Architect Sir David Adjaye shares his vision for organic growth

David Adjaye

A knighted “starchitect” with a celeb-studded client list, Sir David Adjaye has business smarts in spades. He outlines his unique vision for organic growth and multifarious approach to creativity

The informal meeting area in Adjaye Associates’ Marylebone premises, jauntily christened the Green Room, is divided from the rest of the open-plan office space by a ceiling-high, warehouse-style industrial shelf, stacked chaotically with various building materials: terracotta and ceramic tiles, pieces of chipboard, blocks of timber, corrugated iron, latticed steel panels, fabric samples. The symbolism may not be intentional, but it’s difficult not to see it as a kind of static installation; a nod to a love of eclecticism – of varying influences, forms and perspectives – that has been the wind in Sir David Adjaye’s creative sails as long as he can recall.

▶ **TASK MATERIAL**:

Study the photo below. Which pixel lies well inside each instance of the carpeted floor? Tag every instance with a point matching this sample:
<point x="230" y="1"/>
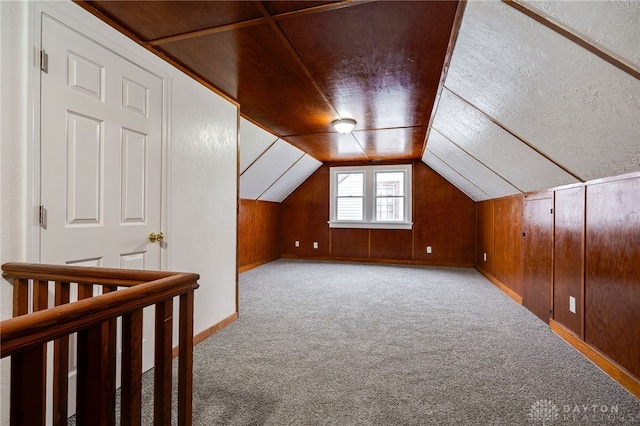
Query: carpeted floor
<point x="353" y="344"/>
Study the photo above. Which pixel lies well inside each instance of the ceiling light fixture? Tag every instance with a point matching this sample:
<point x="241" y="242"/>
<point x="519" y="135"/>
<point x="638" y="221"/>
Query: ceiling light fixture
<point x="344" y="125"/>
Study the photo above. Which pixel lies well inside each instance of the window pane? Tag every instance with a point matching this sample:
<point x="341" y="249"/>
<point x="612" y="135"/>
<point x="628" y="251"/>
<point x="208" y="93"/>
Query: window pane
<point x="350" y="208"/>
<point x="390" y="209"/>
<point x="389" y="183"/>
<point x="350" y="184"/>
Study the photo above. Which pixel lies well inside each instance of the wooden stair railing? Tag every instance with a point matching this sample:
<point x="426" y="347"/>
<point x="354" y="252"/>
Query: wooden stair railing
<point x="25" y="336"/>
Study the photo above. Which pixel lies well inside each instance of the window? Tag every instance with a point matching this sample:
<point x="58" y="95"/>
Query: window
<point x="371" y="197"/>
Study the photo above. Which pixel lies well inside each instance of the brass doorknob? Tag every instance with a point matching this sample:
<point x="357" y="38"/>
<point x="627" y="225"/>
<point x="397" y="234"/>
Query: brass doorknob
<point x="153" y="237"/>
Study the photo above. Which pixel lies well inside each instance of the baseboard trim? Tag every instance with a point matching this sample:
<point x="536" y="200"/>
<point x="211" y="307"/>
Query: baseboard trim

▶ **WHAT IS ASKED**:
a) Shorten the paragraph of the Adjaye article beginning "The informal meeting area" while keeping its main facts.
b) Please print all of the point-tagging entries, from "Study the photo below" through "Query: baseboard trim", reproducing every line precisely and leaving the pictures out.
The Adjaye article and the entries come from unrelated sources.

▶ **PER-TASK ANSWERS**:
a) The Green Room, the informal meeting area in Adjaye Associates' Marylebone office, is separated from the open-plan space by a ceiling-high industrial shelf. It is crammed with building materials such as tiles, chipboard, timber, corrugated iron, steel panels and fabric samples. Though perhaps unintentionally, it resembles a static installation reflecting the love of eclecticism that has long driven Sir David Adjaye's creativity.

b)
Study the photo below. Which pixel lies well inside each instance of the carpeted floor? Tag every instance with a point matching this sample:
<point x="230" y="1"/>
Query: carpeted floor
<point x="353" y="344"/>
Study the photo above. Which pixel lies well inside each instance of the ceiling light fixture? Tag every instance with a point matching this sample:
<point x="241" y="242"/>
<point x="519" y="135"/>
<point x="638" y="221"/>
Query: ceiling light fixture
<point x="344" y="125"/>
Study the photo above. Which pixel lies well inside each instance of the window pane? Tag every instance with a point matching this sample:
<point x="341" y="249"/>
<point x="612" y="135"/>
<point x="628" y="251"/>
<point x="208" y="93"/>
Query: window pane
<point x="350" y="208"/>
<point x="390" y="209"/>
<point x="389" y="183"/>
<point x="350" y="184"/>
Study the photo above. Which pixel lies well inside each instance of the wooden stair railing? Tag every instance with a point matching this sample:
<point x="426" y="347"/>
<point x="354" y="252"/>
Query: wooden stair railing
<point x="25" y="336"/>
Study the photo above. Which pixel lies well inside each instance of the window? Tag every instance with a point matching this sample:
<point x="58" y="95"/>
Query: window
<point x="371" y="197"/>
Study the photo above. Which pixel lies well inside each instance of the brass doorknob? Tag every instance with a point matching this sample:
<point x="357" y="38"/>
<point x="627" y="225"/>
<point x="397" y="234"/>
Query: brass doorknob
<point x="153" y="237"/>
Study the photo above. Which pixel lies well inside each instance of the baseboard trim? Tag every instance with a point matching this sample:
<point x="536" y="200"/>
<point x="211" y="307"/>
Query: baseboard trim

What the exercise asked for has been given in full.